Material shown:
▼

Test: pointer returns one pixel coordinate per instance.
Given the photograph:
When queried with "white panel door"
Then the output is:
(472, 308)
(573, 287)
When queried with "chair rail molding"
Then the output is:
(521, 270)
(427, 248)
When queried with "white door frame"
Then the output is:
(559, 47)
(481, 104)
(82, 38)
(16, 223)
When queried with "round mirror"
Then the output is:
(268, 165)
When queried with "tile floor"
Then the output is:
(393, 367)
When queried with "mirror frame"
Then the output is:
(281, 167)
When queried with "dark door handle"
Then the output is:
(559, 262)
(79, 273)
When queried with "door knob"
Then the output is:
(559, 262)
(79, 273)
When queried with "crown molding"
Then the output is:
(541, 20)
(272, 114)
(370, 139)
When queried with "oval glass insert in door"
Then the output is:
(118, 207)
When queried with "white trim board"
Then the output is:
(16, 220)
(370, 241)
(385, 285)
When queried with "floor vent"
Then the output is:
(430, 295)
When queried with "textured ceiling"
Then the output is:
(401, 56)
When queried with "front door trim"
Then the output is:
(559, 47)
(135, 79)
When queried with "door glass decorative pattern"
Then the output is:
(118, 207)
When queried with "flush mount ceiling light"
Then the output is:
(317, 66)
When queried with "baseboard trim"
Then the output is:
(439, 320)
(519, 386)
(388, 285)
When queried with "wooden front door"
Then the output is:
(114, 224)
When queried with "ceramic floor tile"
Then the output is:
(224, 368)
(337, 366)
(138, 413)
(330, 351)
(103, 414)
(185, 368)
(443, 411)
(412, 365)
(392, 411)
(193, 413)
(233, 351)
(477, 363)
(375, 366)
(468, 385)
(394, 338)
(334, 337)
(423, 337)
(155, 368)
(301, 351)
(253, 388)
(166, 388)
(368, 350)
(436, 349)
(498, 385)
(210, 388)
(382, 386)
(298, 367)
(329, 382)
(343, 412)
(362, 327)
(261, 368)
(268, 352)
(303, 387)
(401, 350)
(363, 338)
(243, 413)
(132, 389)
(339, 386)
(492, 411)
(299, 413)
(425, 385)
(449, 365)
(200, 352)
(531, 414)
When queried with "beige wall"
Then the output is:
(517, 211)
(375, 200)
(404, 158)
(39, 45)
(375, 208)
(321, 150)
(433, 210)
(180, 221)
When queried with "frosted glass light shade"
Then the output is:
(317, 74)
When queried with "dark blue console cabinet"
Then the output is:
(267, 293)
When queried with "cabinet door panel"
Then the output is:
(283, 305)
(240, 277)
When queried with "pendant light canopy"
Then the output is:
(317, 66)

▲
▼

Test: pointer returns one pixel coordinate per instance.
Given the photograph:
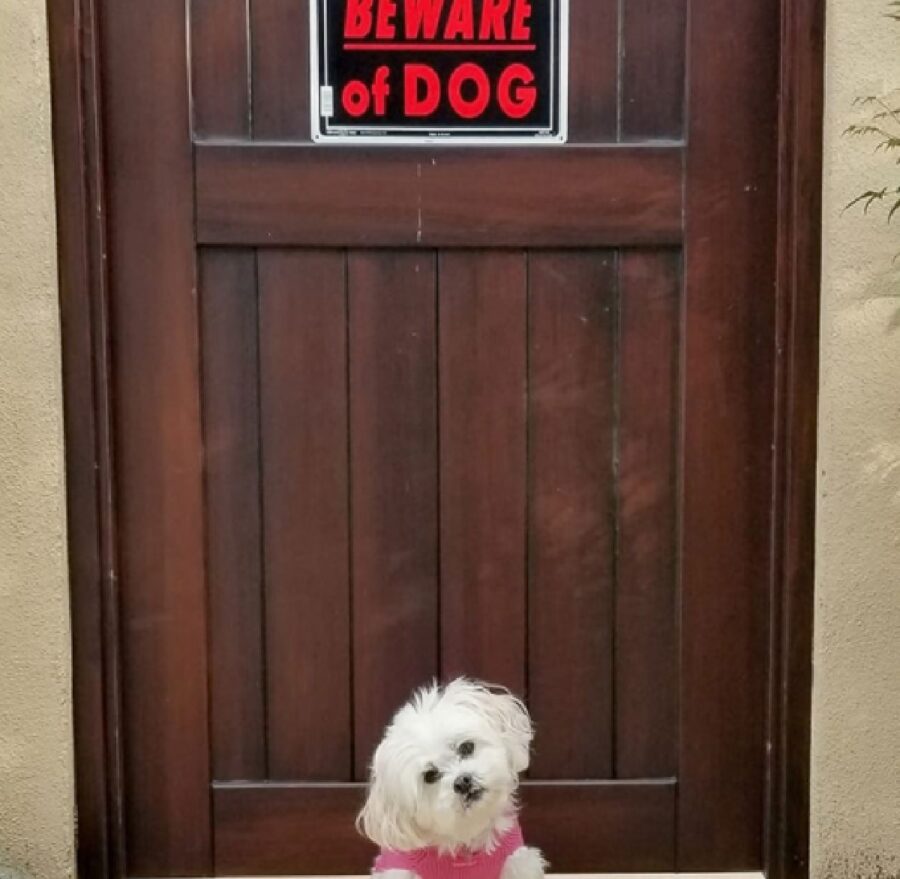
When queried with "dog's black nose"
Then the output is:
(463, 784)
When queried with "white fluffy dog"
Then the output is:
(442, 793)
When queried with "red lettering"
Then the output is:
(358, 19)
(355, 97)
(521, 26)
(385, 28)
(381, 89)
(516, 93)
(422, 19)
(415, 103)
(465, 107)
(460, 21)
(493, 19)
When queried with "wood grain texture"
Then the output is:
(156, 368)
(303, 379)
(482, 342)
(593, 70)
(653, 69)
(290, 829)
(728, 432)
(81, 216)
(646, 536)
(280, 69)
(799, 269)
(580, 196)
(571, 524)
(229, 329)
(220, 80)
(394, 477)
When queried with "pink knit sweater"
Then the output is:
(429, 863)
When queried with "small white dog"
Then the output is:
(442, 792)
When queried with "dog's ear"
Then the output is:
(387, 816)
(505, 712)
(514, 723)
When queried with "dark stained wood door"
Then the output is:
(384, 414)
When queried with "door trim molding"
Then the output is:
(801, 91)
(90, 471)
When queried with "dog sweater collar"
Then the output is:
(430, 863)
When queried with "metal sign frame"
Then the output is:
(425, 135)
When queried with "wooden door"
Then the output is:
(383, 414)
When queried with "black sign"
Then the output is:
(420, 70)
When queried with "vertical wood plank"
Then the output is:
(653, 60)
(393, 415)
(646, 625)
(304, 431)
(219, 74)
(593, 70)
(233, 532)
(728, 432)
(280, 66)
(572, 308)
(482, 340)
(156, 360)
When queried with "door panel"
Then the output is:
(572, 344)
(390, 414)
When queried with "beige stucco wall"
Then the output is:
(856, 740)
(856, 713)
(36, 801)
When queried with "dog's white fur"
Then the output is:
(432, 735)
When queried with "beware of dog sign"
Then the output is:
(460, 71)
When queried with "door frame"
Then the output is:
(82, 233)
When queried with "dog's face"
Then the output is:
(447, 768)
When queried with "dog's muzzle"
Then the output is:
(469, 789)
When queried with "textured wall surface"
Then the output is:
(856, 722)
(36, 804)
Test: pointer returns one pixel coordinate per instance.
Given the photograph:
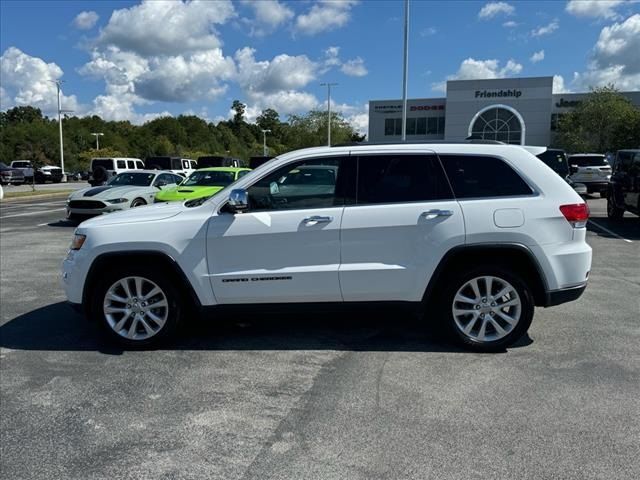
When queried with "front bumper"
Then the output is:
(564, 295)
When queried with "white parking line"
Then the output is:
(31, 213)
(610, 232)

▲
▼

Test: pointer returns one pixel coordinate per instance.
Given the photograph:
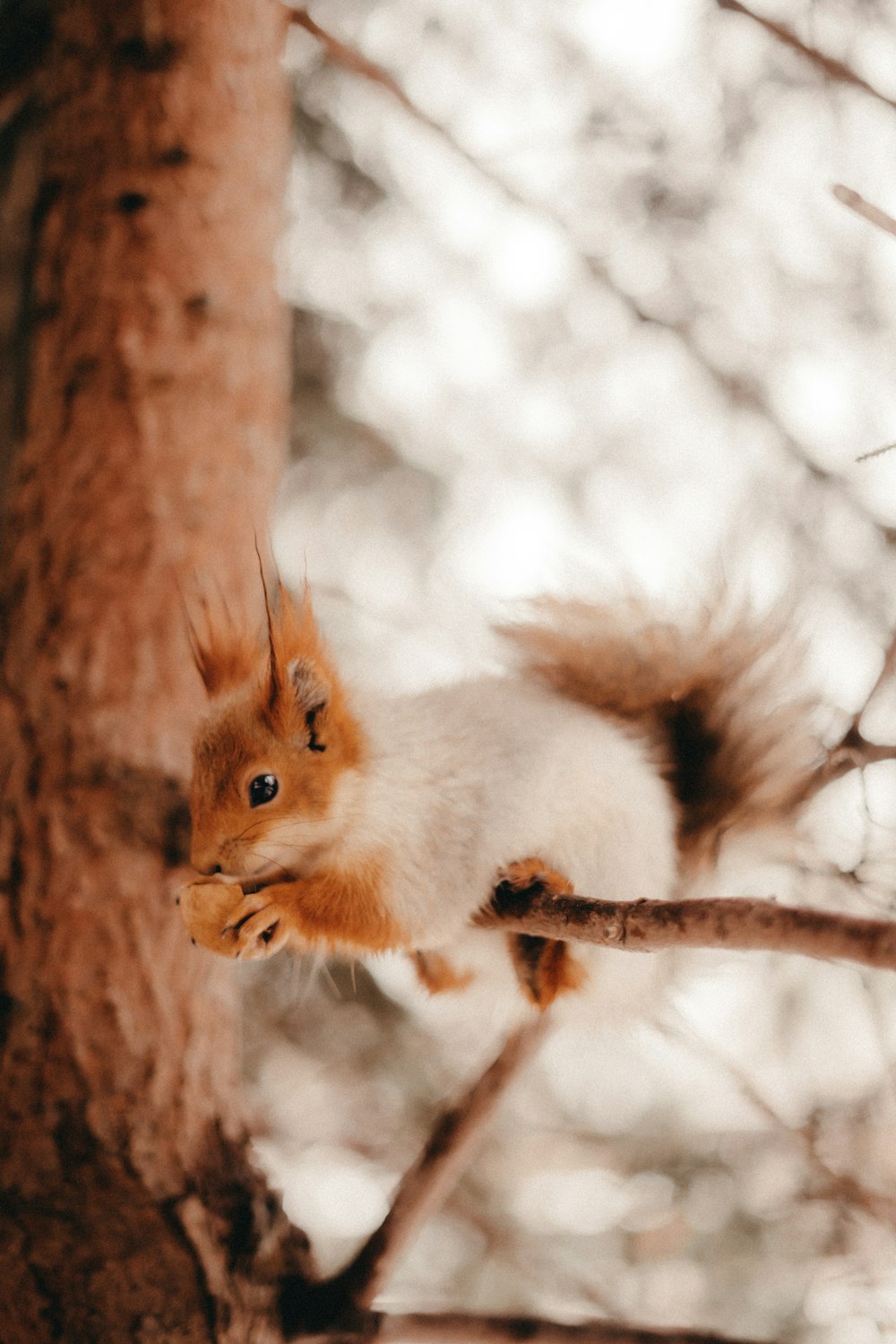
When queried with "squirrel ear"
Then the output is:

▲

The request:
Report how many lines of the data above contain the string "tile", matching case exactly. Give only the number.

Response for this exercise:
2